— Exercise directions —
Please copy each line of the records below that holds the word "green".

Dataset records
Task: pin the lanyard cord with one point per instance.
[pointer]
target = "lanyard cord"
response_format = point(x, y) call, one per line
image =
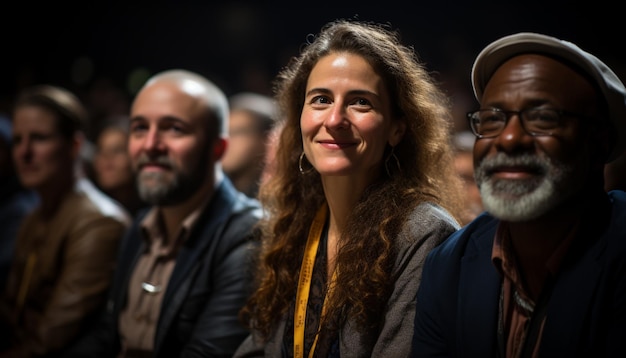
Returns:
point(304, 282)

==

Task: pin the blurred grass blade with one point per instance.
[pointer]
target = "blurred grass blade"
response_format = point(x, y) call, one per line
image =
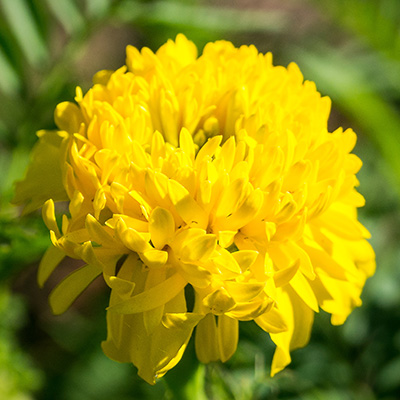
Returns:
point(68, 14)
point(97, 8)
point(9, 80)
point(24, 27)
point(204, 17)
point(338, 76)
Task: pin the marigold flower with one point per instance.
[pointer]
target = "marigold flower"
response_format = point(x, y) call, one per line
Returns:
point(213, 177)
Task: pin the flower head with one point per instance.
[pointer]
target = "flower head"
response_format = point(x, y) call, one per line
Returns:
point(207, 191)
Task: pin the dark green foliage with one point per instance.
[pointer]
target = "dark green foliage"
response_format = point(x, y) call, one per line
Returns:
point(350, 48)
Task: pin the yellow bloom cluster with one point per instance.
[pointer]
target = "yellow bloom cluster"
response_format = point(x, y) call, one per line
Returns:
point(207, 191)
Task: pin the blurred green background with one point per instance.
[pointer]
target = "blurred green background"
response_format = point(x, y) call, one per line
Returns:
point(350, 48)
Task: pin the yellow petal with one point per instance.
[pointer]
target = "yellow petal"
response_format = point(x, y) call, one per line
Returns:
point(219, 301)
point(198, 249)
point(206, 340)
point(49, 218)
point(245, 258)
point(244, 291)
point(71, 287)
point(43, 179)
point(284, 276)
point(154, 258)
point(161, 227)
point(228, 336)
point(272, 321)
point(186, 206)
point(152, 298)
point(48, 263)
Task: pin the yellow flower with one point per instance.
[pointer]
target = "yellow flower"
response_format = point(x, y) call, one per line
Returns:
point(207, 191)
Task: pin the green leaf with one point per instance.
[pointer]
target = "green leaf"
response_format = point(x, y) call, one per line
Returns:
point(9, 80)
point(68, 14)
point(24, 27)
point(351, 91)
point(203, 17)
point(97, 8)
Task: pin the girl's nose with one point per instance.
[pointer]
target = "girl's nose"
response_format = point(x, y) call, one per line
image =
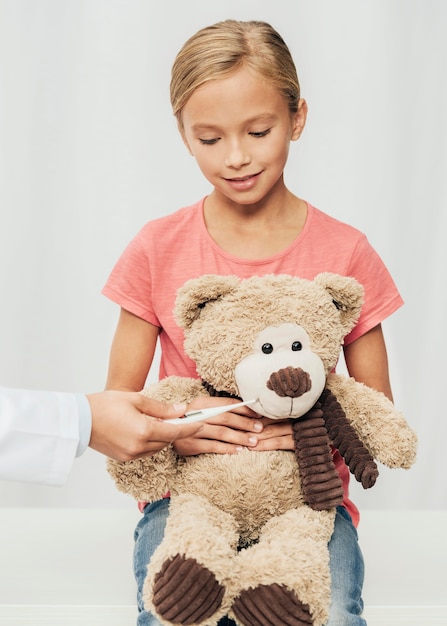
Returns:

...

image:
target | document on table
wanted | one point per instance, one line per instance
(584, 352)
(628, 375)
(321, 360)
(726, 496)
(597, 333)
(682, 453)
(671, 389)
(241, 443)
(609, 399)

— Response to this task —
Task: pin the dark green foliage with one point per instance.
target = "dark green foliage"
Task: pin the blurred green background with one point per instance.
target = "blurred green background"
Task: pin the green leaf with one point per instance.
target = "green leaf"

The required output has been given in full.